## Selection
**********
Abdullahi Bagudu Mamman, fss, psc, mni (21 July 1941) is a retired Nigerian army major general, politician and traditional leader who served in two ministerial positions, Technology and the Internal affairs.

Background and career 
Born in Abaji, now present in Abuja. He started his education at Native Authority Primary School in 1947, then he attend Kwara senior primary school Ugu-Beku from 1950 to 1957 and went to Provincial secondary school in Okene finished 1962.

He enrolled in Nigeria Military Training College, Kaduna in 1964 and Royal Military Academy Sandhurst, United Kingdom in 1964 to 1965, then in 1968 he attended the Royal School of Artillery, United Kingdom, Odessa Military College in 1970, he later joined the Command and Staff College, Kaduna in 1976 for his senior military course and hold diploma in National Institute for Policy and Strategic Studies, Jos later in 2001 he was award Ph'D.
**********
## Objectives
• A. Answer these from the Mamman biography, one a line:
(i) In what town was he born?
(ii) Which two ministerial positions did he hold?
(iii) What school did he attend in Okene?
• B. Duplicate the passage of the Mamman biography that opens with the words containing "Background and career" and closes with "Okene finished 1962.".
Nothing in the items that come next is needed here.

## Material shown
**********
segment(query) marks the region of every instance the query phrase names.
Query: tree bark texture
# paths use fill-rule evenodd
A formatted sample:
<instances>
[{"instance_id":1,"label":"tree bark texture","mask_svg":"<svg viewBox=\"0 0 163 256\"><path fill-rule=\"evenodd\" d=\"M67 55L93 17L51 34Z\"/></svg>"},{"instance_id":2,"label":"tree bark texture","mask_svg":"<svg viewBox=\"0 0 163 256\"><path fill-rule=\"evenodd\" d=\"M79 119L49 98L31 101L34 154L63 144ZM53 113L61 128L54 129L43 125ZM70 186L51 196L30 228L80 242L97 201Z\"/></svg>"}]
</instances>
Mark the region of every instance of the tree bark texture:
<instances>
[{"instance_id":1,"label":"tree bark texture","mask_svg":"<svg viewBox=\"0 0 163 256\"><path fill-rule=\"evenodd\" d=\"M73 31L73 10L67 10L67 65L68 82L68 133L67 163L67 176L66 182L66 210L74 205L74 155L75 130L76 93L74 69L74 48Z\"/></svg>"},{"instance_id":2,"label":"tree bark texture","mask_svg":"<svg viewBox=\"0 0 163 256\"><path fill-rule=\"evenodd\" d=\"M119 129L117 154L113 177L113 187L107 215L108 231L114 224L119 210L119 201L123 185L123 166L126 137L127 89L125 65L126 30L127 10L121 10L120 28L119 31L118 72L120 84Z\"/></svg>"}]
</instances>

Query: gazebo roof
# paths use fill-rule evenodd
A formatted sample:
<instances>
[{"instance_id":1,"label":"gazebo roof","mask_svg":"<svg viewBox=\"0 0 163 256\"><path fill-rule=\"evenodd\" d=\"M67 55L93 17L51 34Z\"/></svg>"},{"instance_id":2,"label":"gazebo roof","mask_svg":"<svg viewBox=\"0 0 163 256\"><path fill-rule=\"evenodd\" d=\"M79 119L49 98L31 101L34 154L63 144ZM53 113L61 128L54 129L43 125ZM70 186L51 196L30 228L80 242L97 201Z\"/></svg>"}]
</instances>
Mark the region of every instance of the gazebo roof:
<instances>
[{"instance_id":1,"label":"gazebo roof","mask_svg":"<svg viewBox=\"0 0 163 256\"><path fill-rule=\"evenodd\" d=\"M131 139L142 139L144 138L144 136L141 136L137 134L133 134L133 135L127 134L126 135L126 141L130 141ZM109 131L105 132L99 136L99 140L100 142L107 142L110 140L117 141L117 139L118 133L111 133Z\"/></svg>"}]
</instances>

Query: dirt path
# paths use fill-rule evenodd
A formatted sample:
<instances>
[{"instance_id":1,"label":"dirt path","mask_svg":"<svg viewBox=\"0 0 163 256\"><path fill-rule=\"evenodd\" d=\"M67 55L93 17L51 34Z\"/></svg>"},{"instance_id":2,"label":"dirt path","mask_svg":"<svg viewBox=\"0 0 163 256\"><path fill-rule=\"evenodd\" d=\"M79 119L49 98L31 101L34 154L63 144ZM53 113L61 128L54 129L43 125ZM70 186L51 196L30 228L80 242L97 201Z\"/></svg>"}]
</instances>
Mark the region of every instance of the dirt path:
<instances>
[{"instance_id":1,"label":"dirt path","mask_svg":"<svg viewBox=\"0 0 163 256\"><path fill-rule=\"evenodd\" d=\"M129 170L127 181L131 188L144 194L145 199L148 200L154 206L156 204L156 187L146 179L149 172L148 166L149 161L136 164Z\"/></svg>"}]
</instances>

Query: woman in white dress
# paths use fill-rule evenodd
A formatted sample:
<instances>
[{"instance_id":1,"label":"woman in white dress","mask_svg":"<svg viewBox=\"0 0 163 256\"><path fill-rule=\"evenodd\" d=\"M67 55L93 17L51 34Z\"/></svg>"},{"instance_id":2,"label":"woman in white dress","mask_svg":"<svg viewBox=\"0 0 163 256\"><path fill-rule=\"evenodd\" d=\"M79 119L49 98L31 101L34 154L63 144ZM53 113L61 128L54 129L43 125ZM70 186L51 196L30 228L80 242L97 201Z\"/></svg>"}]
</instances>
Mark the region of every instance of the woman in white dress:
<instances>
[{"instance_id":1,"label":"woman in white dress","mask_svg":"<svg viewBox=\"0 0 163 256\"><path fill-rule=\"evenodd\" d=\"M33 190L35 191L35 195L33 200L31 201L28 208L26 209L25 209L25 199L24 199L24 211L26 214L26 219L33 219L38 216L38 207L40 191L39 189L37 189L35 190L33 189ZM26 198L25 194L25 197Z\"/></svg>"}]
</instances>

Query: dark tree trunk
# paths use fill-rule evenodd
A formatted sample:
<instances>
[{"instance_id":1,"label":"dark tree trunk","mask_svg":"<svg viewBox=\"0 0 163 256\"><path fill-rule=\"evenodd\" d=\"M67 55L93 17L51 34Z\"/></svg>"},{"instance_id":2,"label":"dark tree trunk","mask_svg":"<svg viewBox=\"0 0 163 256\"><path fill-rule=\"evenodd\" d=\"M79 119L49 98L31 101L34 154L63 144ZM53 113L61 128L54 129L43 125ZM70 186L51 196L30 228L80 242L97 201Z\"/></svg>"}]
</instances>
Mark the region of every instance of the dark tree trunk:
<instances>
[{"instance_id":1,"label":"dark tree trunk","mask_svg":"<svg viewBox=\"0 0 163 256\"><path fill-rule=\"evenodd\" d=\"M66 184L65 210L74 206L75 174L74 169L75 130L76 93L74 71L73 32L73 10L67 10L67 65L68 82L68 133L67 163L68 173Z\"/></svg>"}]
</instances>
**********
## Responses
• A.
(i) Abaji
(ii) Technology and Internal affairs
(iii) Provincial secondary school

• B.
Background and career 
Born in Abaji, now present in Abuja. He started his education at Native Authority Primary School in 1947, then he attend Kwara senior primary school Ugu-Beku from 1950 to 1957 and went to Provincial secondary school in Okene finished 1962.